- SOURCE PASSAGE:
-=-=-=-=-

With the rise of conscious consumerism, people around the world have started to embrace mindfulness in all aspects of life, including what they buy. And the beauty industry is no exception.
Slow beauty has come as a welcome change to the industry (you can see our thoughts on that here), and according to trend consultancy WGSN, beauty routines and products in the post-pandemic era are being reshaped by a demand for products and businesses practices that prioritise consumer wellness and actively improve the world.
In other words, there is now a demand for purpose driven business.
You may already know how we feel about trends here at MV – and if not, you can read more about here – but purpose driven business is one that we can get behind.
What is purpose driven business?
Scholars note that industry, consumer and academic interest in brand purpose has increased substantially in the last decade and ‘purpose’ has been considered to be imperative to business success.1 While the term ‘purpose driven business’ is thrown around a lot, in its simplest form it is often defined as a reason to exist beyond making a profit.
We like to think of it as business done better.
There are various aspects a brand can focus on in its purpose including sustainability and circularity, inclusive campaigns and media representation, and social justice and welfare issues, to name a few. Purpose driven businesses drive change in both consumer sentiment and behaviour, as well as in their broader industry at large.

-=-=-=-=-

- LISTED ENTRIES:
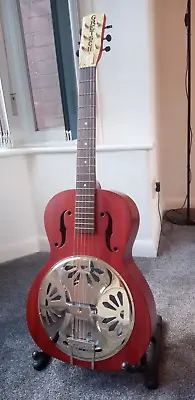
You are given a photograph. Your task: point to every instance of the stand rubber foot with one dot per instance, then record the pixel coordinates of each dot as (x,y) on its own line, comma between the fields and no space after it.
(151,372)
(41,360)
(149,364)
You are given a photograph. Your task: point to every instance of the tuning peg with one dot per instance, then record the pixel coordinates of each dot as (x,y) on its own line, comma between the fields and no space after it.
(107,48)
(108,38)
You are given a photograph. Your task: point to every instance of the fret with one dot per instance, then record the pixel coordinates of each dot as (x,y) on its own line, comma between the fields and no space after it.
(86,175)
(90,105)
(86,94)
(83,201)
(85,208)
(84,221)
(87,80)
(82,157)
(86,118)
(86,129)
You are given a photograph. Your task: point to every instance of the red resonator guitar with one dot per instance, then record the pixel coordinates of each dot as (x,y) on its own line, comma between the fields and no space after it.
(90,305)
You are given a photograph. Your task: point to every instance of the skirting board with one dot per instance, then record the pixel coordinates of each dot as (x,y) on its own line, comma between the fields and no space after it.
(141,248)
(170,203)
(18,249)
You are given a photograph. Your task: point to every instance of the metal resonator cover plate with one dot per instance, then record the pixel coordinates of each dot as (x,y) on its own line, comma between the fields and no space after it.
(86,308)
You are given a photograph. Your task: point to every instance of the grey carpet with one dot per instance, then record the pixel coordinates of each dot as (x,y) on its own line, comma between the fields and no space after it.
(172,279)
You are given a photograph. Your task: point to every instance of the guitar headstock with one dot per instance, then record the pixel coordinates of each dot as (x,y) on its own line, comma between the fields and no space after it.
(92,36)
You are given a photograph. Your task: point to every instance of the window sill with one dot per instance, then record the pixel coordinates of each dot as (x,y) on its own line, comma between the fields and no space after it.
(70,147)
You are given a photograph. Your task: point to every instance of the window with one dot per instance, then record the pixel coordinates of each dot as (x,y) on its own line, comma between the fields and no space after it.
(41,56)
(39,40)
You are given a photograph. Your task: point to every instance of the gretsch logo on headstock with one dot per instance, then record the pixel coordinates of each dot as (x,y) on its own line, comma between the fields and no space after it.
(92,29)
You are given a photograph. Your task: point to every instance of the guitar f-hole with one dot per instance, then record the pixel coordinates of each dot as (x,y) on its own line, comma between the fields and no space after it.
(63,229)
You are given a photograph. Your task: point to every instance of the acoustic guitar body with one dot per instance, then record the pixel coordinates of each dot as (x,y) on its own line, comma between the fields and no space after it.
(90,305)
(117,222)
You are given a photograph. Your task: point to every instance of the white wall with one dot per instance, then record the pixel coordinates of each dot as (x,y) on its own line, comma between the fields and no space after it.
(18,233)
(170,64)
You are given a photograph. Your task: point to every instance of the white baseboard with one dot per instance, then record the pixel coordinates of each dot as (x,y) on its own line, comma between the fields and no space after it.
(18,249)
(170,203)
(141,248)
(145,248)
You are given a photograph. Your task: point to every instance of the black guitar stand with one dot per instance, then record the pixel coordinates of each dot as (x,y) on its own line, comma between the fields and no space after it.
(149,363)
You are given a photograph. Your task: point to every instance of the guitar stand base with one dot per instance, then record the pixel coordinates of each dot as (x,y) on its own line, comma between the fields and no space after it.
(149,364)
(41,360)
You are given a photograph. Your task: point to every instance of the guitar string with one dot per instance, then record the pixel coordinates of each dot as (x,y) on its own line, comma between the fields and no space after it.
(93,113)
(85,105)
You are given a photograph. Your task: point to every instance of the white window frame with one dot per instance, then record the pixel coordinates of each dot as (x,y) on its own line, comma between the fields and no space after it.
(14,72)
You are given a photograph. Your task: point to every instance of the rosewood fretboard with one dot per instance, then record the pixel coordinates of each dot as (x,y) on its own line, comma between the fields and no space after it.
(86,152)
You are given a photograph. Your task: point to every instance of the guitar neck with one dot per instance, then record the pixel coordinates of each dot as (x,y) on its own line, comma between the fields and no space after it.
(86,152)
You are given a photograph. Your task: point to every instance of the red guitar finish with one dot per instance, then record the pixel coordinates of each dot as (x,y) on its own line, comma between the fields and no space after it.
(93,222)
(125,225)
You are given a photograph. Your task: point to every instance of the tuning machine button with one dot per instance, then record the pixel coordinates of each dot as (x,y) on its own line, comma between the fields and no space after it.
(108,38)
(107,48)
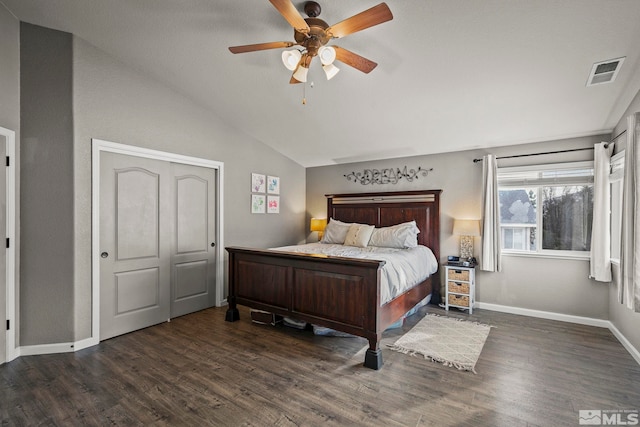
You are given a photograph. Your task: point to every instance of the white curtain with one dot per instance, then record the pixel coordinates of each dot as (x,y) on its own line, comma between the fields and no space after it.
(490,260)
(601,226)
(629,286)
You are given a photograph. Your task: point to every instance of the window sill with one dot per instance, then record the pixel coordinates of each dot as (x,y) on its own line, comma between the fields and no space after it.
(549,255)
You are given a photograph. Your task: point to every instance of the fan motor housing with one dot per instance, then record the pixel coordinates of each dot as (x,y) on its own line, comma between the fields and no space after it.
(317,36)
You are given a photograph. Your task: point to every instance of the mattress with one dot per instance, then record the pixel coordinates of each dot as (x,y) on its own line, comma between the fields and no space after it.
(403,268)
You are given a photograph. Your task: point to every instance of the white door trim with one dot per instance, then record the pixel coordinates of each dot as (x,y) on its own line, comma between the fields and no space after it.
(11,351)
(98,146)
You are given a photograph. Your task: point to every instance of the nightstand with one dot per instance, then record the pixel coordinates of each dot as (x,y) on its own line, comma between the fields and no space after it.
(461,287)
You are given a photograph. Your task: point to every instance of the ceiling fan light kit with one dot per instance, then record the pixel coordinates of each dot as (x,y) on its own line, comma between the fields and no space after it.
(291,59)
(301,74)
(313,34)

-=-=-=-=-

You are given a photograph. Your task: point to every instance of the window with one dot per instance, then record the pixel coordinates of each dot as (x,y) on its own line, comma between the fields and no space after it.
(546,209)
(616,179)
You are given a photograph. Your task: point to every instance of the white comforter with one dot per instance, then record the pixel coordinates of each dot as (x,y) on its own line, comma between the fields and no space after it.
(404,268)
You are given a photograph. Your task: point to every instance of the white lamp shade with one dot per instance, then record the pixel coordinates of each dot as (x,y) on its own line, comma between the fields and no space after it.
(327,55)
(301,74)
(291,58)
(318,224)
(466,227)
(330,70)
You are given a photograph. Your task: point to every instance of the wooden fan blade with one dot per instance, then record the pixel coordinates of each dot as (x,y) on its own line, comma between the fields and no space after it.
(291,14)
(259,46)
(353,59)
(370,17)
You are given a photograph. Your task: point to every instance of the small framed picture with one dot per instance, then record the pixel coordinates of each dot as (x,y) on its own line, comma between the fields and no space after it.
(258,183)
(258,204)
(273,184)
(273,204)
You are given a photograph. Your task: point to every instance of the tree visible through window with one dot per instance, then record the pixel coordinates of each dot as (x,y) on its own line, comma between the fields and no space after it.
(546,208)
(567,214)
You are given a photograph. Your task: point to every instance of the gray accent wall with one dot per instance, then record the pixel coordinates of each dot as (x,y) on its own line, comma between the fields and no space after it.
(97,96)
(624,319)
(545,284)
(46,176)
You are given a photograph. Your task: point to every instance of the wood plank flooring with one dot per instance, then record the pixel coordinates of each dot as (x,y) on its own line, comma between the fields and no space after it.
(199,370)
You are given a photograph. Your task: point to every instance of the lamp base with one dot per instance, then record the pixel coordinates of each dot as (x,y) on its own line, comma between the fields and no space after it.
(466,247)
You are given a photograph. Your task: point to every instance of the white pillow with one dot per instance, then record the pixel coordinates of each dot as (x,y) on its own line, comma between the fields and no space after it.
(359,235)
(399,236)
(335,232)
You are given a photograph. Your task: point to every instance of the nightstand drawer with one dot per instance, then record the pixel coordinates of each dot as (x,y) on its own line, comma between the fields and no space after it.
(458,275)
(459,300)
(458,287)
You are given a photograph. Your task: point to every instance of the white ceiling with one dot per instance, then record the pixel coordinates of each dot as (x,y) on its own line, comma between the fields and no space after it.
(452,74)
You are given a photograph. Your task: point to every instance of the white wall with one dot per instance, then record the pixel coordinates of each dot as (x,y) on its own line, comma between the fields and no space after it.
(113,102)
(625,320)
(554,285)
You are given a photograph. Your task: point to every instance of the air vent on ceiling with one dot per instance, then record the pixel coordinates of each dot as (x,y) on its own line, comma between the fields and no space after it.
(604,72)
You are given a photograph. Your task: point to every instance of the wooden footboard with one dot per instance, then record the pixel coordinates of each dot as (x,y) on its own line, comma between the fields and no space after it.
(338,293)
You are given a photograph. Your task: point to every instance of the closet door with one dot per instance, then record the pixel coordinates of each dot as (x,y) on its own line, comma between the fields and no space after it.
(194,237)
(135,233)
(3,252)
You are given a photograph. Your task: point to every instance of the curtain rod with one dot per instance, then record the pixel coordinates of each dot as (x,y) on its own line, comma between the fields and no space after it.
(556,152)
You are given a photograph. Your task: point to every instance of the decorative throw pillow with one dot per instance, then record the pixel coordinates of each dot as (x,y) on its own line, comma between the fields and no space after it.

-=-=-=-=-

- REQUIREMENT 1: In the passage on purpose-driven business in beauty, how is purpose-driven business often defined in its simplest form?
- REQUIREMENT 2: Write the next part of the passage on purpose-driven business in beauty, picking up after its last sentence.
None of the data is needed here.

- RESPONSE AREA 1: As a reason to exist beyond making a profit.

- RESPONSE AREA 2:
But, it can be difficult for everyday consumers to identify is a brand is purpose driven, especially as many brands try to retroactively become purpose driven (rather than having a clear purpose from early on in their development) to try and capitalise on this trend.
How to identity brand purpose
There are several ways to identify if a brand is purpose driven and if so, understand what they consider to be their purpose.
For example, some brands will publicise what they call a ‘mission statement’ which communicates their purpose, objective and how they plan to enact it. Some might also call this their company or brand vision.
You can also consider who the brand is targeting with their products, and the kind of language they use in their campaigns and communication with their audience.
Another more obvious way is identifying what initiatives the brand is taking part in, if any, to support people, animals or the environment (or all three).
What purpose looks like at MV
Here at MV, we built our brand to be purpose driven right from the get go – well before it was a trend. Purpose is at our core in several ways.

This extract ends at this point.